Verilen Metin:
··········

Teknisyen veya fen memuru olarak çalışırken sınava girmeden teknikerliğe veya veri hazırlama kontrol işletmeni olarak çalışırken sınava girmeden mühendisliğe atama yapıldığı görülmüştür.


02.02.2000 gün ve 23952 sayılı Resmi Gazete’de yayımlanan İl Özel İdareleri, Belediyeler ve İl Özel İdareleri Ve Belediyelerin Kurdukları Birlik, Müessese ve İşletmeler ile Bunlara Bağlı Döner Sermayeli Kuruluşlardaki Memurların Görevde Yükselme Esaslarına Dair Yönetmelik Yönetmeliğin 5 inci maddesinin (f) fıkrasında,

"Teknik Hizmetler Grubu;


  1. Mühendis, mimar, şehir plancısı, jeolog, jeomorfolog, jeofizikçi, hidrolog, istatistikçi, fizikçi, arkeolog, matematikçi, (Ek: 10/05/2001-24398) ekonomist,

  2. Tekniker,


  3. Teknisyen, teknik ressam, fen memuru,"


olarak düzenlenmiş, yönetmeliğin “Görevde yükselme sınavı” başlıklı 9’uncu ilk fıkrasında, “Görevde yükselme eğitiminde başarılı olanların bu Yönetmelik kapsamında bulunan görevlere atanabilmeleri için kurumlarınca yaptırılacak ve yapılacak sınava katılarak başarılı olmaları şarttır.” denilmiş, 14’üncü maddesinde öğrenim düzeyine ilişkin düzenlemeler ve 15’inci maddesinde hizmete ilişkin düzenlemeler yapılmıştır. Diğer kamu ve kurumlarına ait Yönetmeliklerde de benzer hükümler yer almıştır.

··········

Verilen Materyaller:
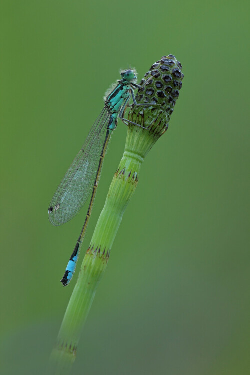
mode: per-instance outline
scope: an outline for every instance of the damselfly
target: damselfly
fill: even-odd
[[[60,226],[72,218],[86,203],[92,190],[87,216],[64,275],[61,280],[68,285],[75,272],[82,242],[90,220],[100,178],[104,158],[111,134],[117,126],[118,118],[128,124],[123,118],[131,98],[137,104],[134,90],[140,88],[135,70],[121,73],[122,80],[104,97],[105,106],[94,122],[82,148],[56,190],[48,209],[48,218],[54,226]],[[140,104],[142,105],[142,104]],[[144,104],[155,105],[154,104]],[[134,123],[132,123],[134,124]],[[137,124],[134,124],[137,125]]]

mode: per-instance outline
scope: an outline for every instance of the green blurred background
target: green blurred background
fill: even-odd
[[[249,374],[249,10],[1,2],[1,374],[45,373],[80,267],[69,287],[60,280],[86,212],[54,228],[48,209],[106,90],[120,68],[131,64],[140,80],[169,54],[183,87],[142,168],[74,374]],[[126,131],[120,123],[110,144],[86,250]]]

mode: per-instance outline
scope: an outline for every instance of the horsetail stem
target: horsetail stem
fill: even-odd
[[[54,374],[69,374],[75,360],[82,327],[106,269],[123,214],[138,185],[140,166],[168,128],[182,86],[182,68],[174,56],[164,56],[152,66],[140,83],[142,87],[136,98],[140,105],[134,104],[128,114],[128,120],[132,122],[128,126],[125,151],[84,258],[52,354],[52,362],[56,364]]]

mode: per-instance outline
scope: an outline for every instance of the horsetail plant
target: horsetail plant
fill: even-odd
[[[70,373],[83,326],[106,268],[123,214],[138,184],[140,166],[148,152],[168,128],[182,86],[182,68],[180,63],[171,54],[154,64],[140,82],[136,104],[134,102],[131,106],[128,118],[122,119],[128,126],[125,150],[52,354],[54,374]]]

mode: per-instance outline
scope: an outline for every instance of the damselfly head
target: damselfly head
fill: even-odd
[[[136,72],[134,70],[132,70],[130,69],[128,69],[128,70],[124,70],[122,72],[120,75],[122,78],[124,78],[126,80],[130,81],[134,80],[137,78],[136,76]]]

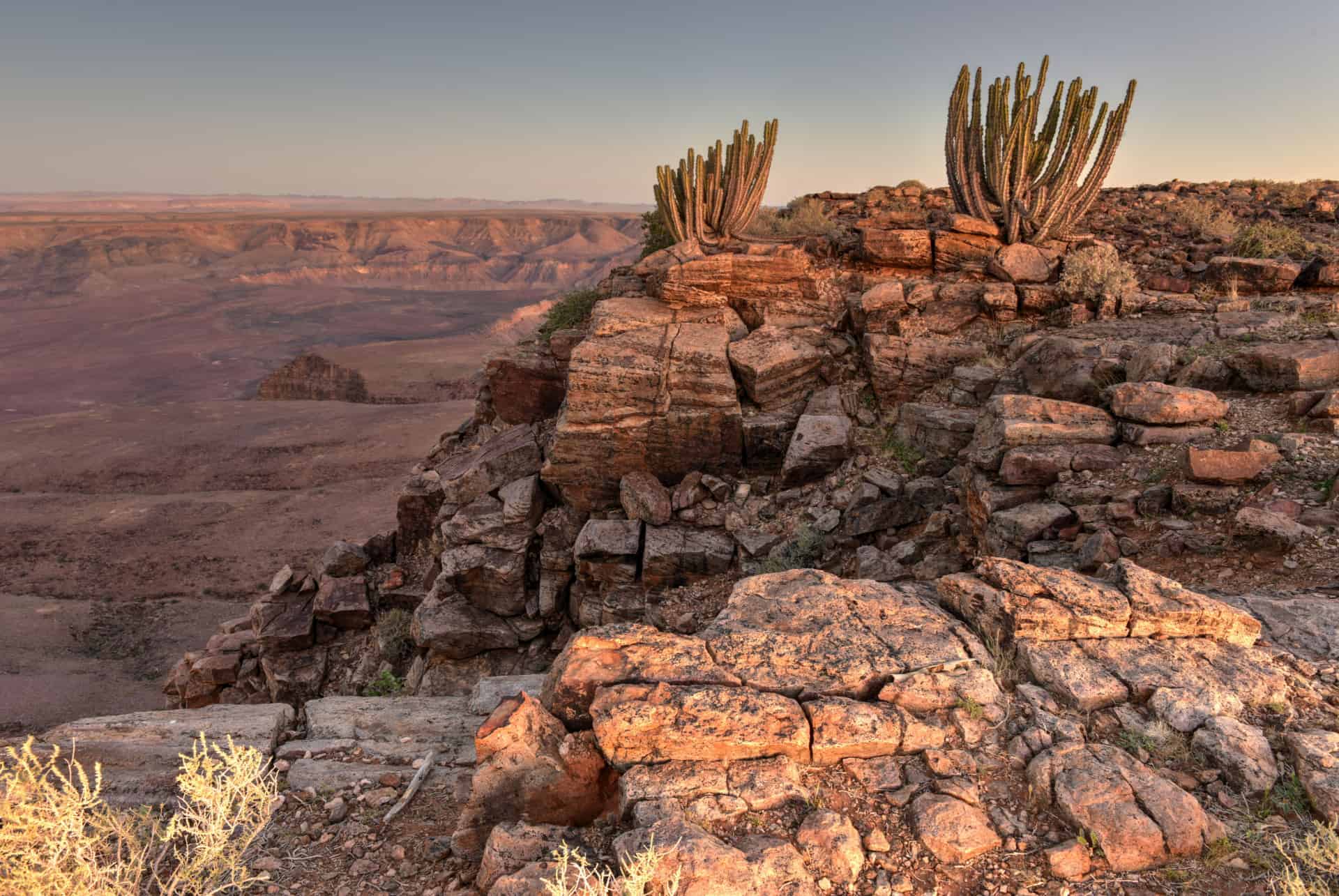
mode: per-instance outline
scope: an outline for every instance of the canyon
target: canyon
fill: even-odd
[[[201,623],[394,521],[485,355],[640,252],[628,210],[490,205],[0,197],[0,726],[159,706]],[[364,392],[256,400],[300,356]]]

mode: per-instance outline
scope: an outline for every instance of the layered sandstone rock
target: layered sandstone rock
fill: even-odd
[[[1194,797],[1118,747],[1055,746],[1032,759],[1027,777],[1035,800],[1093,833],[1113,871],[1198,856],[1212,840]]]
[[[844,311],[841,292],[803,249],[755,249],[672,264],[649,277],[651,295],[671,305],[728,305],[750,328],[837,323]]]
[[[479,856],[498,822],[585,825],[613,798],[617,775],[590,734],[569,734],[529,694],[502,700],[474,745],[478,767],[470,801],[451,837],[461,854]]]
[[[742,461],[728,333],[665,324],[590,336],[572,354],[544,479],[578,509],[617,504],[624,474],[676,479]]]

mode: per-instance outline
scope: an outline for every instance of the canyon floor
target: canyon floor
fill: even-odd
[[[629,221],[0,216],[0,734],[161,707],[276,568],[394,528],[482,359]],[[253,400],[304,351],[378,403]]]

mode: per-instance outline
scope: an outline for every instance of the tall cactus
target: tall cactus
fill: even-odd
[[[1066,90],[1060,82],[1038,130],[1050,64],[1050,56],[1042,59],[1035,91],[1023,63],[1018,64],[1012,103],[1010,79],[996,78],[990,86],[984,125],[980,68],[973,84],[963,66],[948,100],[944,157],[953,202],[959,212],[1000,225],[1006,242],[1044,242],[1066,236],[1078,224],[1111,170],[1134,102],[1133,80],[1125,102],[1110,115],[1106,103],[1097,106],[1097,87],[1085,92],[1083,79],[1075,78]],[[1094,146],[1097,157],[1081,182]]]
[[[716,141],[706,158],[690,149],[678,170],[657,166],[656,206],[674,238],[723,242],[743,233],[762,205],[775,151],[777,119],[763,125],[762,142],[746,119],[724,151]]]

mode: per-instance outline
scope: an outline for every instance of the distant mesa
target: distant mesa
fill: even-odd
[[[367,380],[356,370],[305,352],[262,379],[256,398],[262,402],[372,402]]]

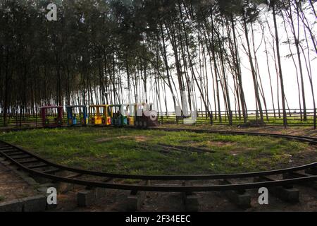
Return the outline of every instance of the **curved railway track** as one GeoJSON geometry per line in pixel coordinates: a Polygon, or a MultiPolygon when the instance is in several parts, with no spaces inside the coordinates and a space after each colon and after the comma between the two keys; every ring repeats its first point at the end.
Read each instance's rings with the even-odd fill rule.
{"type": "MultiPolygon", "coordinates": [[[[150,128],[150,129],[165,130],[167,131],[186,131],[196,133],[218,133],[231,135],[268,136],[294,139],[301,142],[309,142],[314,145],[317,144],[317,138],[316,138],[299,136],[167,128],[150,128]]],[[[303,170],[306,170],[306,172],[307,170],[316,172],[317,162],[286,169],[237,174],[134,175],[89,171],[58,165],[44,160],[21,148],[4,141],[0,141],[0,155],[9,160],[18,168],[33,175],[49,179],[55,182],[80,184],[89,187],[102,187],[113,189],[165,192],[239,191],[257,189],[263,186],[287,186],[296,184],[317,181],[316,175],[300,172],[303,170]],[[289,177],[285,177],[285,174],[288,174],[289,177]],[[269,178],[268,176],[273,176],[275,179],[269,178]],[[266,179],[265,181],[254,182],[252,180],[254,178],[265,178],[266,179]],[[124,184],[124,179],[135,179],[138,181],[134,184],[124,184]],[[232,179],[235,182],[240,180],[240,182],[233,182],[229,184],[219,184],[219,183],[217,183],[218,182],[218,180],[228,179],[232,179]],[[151,183],[147,183],[149,181],[151,183]],[[168,184],[168,182],[166,184],[166,182],[173,182],[173,184],[168,184]]]]}

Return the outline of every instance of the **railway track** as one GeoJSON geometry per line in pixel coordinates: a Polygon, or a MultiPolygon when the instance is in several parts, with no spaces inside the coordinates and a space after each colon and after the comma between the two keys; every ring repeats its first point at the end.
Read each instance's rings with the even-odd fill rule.
{"type": "MultiPolygon", "coordinates": [[[[271,133],[243,133],[179,129],[163,129],[169,131],[187,131],[192,132],[220,133],[225,134],[270,136],[277,138],[294,139],[302,142],[316,144],[316,138],[271,133]]],[[[260,187],[290,186],[296,184],[306,184],[317,181],[315,173],[317,162],[286,169],[271,171],[224,174],[203,175],[134,175],[113,174],[85,170],[58,165],[35,155],[21,148],[0,141],[0,155],[32,175],[89,187],[101,187],[113,189],[164,192],[194,192],[210,191],[242,191],[260,187]],[[305,171],[305,172],[302,172],[305,171]],[[286,176],[285,176],[286,175],[286,176]],[[274,179],[270,177],[273,177],[274,179]],[[262,179],[254,182],[255,178],[262,179]],[[125,184],[125,179],[137,180],[133,184],[125,184]],[[219,183],[219,180],[235,181],[228,184],[219,183]],[[236,181],[240,181],[237,182],[236,181]],[[151,182],[151,183],[148,183],[151,182]],[[166,182],[173,182],[166,184],[166,182]],[[203,184],[201,185],[201,184],[203,184]],[[144,185],[145,184],[145,185],[144,185]]]]}

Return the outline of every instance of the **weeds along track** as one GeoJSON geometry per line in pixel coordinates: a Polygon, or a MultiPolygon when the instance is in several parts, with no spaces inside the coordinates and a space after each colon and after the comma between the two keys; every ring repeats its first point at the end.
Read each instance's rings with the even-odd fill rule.
{"type": "MultiPolygon", "coordinates": [[[[265,136],[308,142],[312,145],[317,144],[317,138],[299,136],[165,128],[149,128],[149,129],[265,136]]],[[[184,151],[180,146],[168,146],[163,144],[158,144],[158,146],[168,151],[184,151]]],[[[203,150],[202,149],[192,150],[192,151],[197,152],[203,150]]],[[[316,162],[294,167],[256,172],[200,175],[135,175],[89,171],[58,165],[4,141],[0,141],[0,155],[27,173],[49,179],[54,182],[75,184],[89,187],[102,187],[134,191],[242,191],[260,187],[280,186],[290,187],[297,184],[306,185],[314,183],[313,182],[317,180],[317,162],[316,162]],[[134,180],[134,183],[131,184],[131,182],[130,182],[128,184],[125,184],[126,179],[134,180]],[[225,181],[226,184],[223,184],[220,181],[225,181]]]]}

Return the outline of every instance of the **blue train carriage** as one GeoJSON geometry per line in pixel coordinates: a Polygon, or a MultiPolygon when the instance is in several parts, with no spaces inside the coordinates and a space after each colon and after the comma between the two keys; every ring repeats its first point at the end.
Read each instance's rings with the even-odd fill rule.
{"type": "Polygon", "coordinates": [[[128,117],[125,112],[126,110],[125,109],[126,105],[109,105],[111,125],[118,126],[128,125],[128,117]]]}
{"type": "Polygon", "coordinates": [[[111,124],[110,105],[89,105],[89,123],[92,125],[108,126],[111,124]]]}
{"type": "Polygon", "coordinates": [[[147,128],[158,126],[157,112],[154,110],[153,103],[135,104],[135,126],[147,128]]]}
{"type": "Polygon", "coordinates": [[[88,111],[86,105],[66,106],[66,110],[68,126],[86,126],[88,124],[88,111]]]}
{"type": "Polygon", "coordinates": [[[43,127],[55,127],[63,125],[63,106],[41,107],[43,127]]]}

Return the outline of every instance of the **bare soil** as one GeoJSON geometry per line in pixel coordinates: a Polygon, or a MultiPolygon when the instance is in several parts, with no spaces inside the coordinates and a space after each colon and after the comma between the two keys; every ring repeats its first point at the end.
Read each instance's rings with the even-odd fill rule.
{"type": "Polygon", "coordinates": [[[242,128],[229,126],[220,125],[185,125],[185,124],[164,124],[160,127],[162,128],[178,128],[178,129],[210,129],[220,131],[248,131],[259,133],[271,133],[278,134],[287,134],[294,136],[306,136],[317,137],[317,129],[310,126],[288,126],[285,129],[282,126],[262,126],[262,127],[249,127],[242,128]]]}

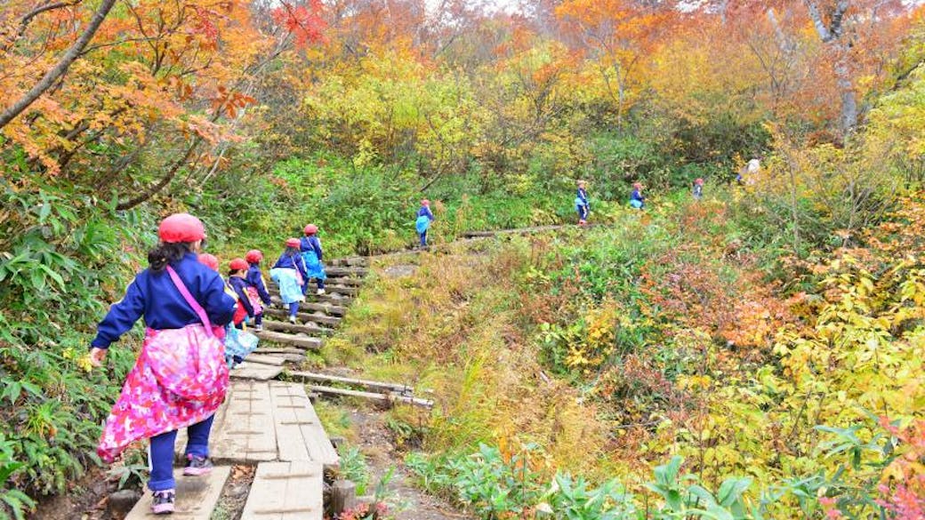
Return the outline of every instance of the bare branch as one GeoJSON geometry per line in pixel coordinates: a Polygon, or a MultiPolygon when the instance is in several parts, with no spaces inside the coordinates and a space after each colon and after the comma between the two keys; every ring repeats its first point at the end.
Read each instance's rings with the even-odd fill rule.
{"type": "Polygon", "coordinates": [[[17,100],[13,105],[6,107],[2,114],[0,114],[0,129],[6,127],[10,121],[12,121],[17,116],[22,113],[23,110],[29,107],[30,105],[35,103],[35,100],[44,93],[55,81],[65,75],[68,72],[68,68],[70,68],[71,64],[80,56],[80,53],[87,46],[87,43],[93,38],[96,34],[96,31],[103,24],[103,20],[109,14],[109,10],[112,9],[113,6],[116,4],[116,0],[103,0],[100,5],[100,8],[93,13],[93,18],[90,20],[90,24],[84,29],[83,33],[80,37],[74,42],[74,44],[68,49],[64,56],[58,63],[51,68],[45,75],[32,86],[31,89],[18,100],[17,100]]]}

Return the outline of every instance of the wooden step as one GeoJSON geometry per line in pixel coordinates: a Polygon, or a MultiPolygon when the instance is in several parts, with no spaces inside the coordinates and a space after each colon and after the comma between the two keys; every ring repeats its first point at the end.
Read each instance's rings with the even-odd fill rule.
{"type": "Polygon", "coordinates": [[[365,256],[346,256],[344,258],[329,260],[328,264],[331,266],[366,266],[369,265],[369,258],[365,256]]]}
{"type": "MultiPolygon", "coordinates": [[[[314,283],[308,284],[309,290],[306,296],[315,294],[318,291],[318,286],[314,283]]],[[[279,288],[276,286],[270,286],[268,289],[270,296],[278,296],[279,288]]],[[[325,284],[325,291],[327,294],[346,294],[348,296],[356,296],[360,293],[359,287],[345,286],[345,285],[327,285],[325,284]]]]}
{"type": "MultiPolygon", "coordinates": [[[[151,502],[154,496],[145,491],[142,500],[131,509],[126,520],[142,520],[147,518],[183,518],[184,520],[209,520],[212,512],[218,503],[222,488],[231,473],[231,466],[218,465],[208,475],[202,477],[184,477],[182,468],[174,470],[177,479],[177,509],[170,516],[156,515],[151,513],[151,502]]],[[[320,480],[319,480],[320,485],[320,480]]],[[[318,516],[321,518],[321,516],[318,516]]]]}
{"type": "Polygon", "coordinates": [[[312,327],[311,325],[302,325],[301,323],[291,324],[288,321],[267,320],[264,320],[264,330],[276,330],[279,332],[288,332],[290,334],[302,332],[309,336],[329,336],[334,333],[334,330],[331,328],[322,328],[316,325],[312,327]]]}
{"type": "Polygon", "coordinates": [[[232,368],[228,376],[238,379],[268,381],[282,374],[282,372],[283,367],[279,365],[265,365],[245,361],[232,368]]]}
{"type": "Polygon", "coordinates": [[[313,338],[301,333],[286,334],[285,332],[264,330],[262,332],[254,332],[254,334],[256,334],[261,340],[266,341],[273,341],[274,343],[282,343],[285,345],[294,345],[296,347],[309,350],[320,349],[322,342],[321,338],[313,338]]]}
{"type": "MultiPolygon", "coordinates": [[[[300,303],[299,307],[300,307],[300,312],[295,315],[295,317],[296,317],[296,319],[298,321],[301,321],[302,323],[304,323],[304,322],[320,323],[320,324],[323,324],[323,325],[327,325],[328,327],[337,327],[337,326],[340,325],[341,319],[339,317],[324,316],[324,315],[314,315],[314,314],[309,314],[309,313],[303,313],[303,312],[301,312],[301,310],[302,310],[301,309],[301,307],[302,307],[301,303],[300,303]]],[[[264,315],[265,315],[265,317],[264,317],[265,323],[265,319],[266,319],[265,316],[273,316],[274,318],[279,318],[280,320],[288,320],[289,319],[289,311],[282,310],[282,309],[266,309],[265,311],[264,311],[264,315]]]]}
{"type": "Polygon", "coordinates": [[[317,463],[260,463],[241,518],[322,520],[323,492],[324,470],[317,463]]]}
{"type": "MultiPolygon", "coordinates": [[[[284,307],[288,307],[286,303],[283,303],[283,301],[282,299],[279,298],[278,294],[271,293],[270,297],[273,303],[276,303],[277,305],[282,305],[284,307]]],[[[348,307],[352,302],[353,302],[352,298],[351,298],[350,296],[344,296],[342,294],[327,293],[318,296],[316,294],[309,292],[308,294],[305,295],[305,301],[299,303],[299,306],[305,307],[307,309],[310,307],[308,307],[306,303],[318,303],[321,305],[327,304],[327,305],[336,305],[339,307],[348,307]]]]}
{"type": "Polygon", "coordinates": [[[364,277],[369,269],[366,267],[357,267],[357,266],[331,266],[329,267],[325,267],[325,274],[328,277],[364,277]]]}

··········

Yapılacaklar Listesi:
1 – Görevde yükselmeyle ilgili metinde "olarak düzenlenmiş, yönetmeliğin" ifadesinden "hükümler yer almıştır." ifadesine kadar uzanan bölümü hiçbir değişiklik yapmadan çoğaltın.
2 – Listede "mesa" kelimesini içeren her satırı ayıklayıp olduğu gibi aktarın.
Metin ile liste birbirinden ayrı malzemelerdir.

Çözümler Aşağıda:
1 –
olarak düzenlenmiş, yönetmeliğin “Görevde yükselme sınavı” başlıklı 9’uncu ilk fıkrasında, “Görevde yükselme eğitiminde başarılı olanların bu Yönetmelik kapsamında bulunan görevlere atanabilmeleri için kurumlarınca yaptırılacak ve yapılacak sınava katılarak başarılı olmaları şarttır.” denilmiş, 14’üncü maddesinde öğrenim düzeyine ilişkin düzenlemeler ve 15’inci maddesinde hizmete ilişkin düzenlemeler yapılmıştır. Diğer kamu ve kurumlarına ait Yönetmeliklerde de benzer hükümler yer almıştır.

2 –
scope: an outline for every instance of the distant mesa
target: distant mesa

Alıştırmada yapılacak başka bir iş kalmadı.